___ STORED DATA
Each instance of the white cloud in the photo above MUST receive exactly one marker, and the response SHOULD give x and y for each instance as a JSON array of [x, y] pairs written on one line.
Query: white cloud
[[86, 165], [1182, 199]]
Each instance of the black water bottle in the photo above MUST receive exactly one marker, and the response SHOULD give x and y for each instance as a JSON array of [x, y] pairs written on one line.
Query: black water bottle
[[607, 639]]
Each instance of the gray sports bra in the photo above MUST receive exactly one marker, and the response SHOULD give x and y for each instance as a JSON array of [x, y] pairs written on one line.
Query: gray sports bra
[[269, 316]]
______
■ WHAT THE EXERCISE ASKS: Reproduce the data above in full. Leave nothing out.

■ SOLUTION FOR THIS EXERCISE:
Each instance of the white cloud in the photo above MUST receive exactly one marker, and the response SHOULD give x and y for each instance as a JSON array of [x, y] pairs written on one line.
Query: white cloud
[[86, 165], [1182, 199]]
Each instance of the black water bottle in the photo above MUST receive exactly one marker, and the response SHOULD give x and y for each instance as a JSON array of [x, y] pairs written on one line.
Query: black water bottle
[[607, 639]]
Each instance of the gray sports bra in the photo above MUST receive exactly one marker, and the response SHOULD give x and y for each instance as a JSON array of [x, y] pairs written on one line.
Query: gray sports bra
[[269, 316]]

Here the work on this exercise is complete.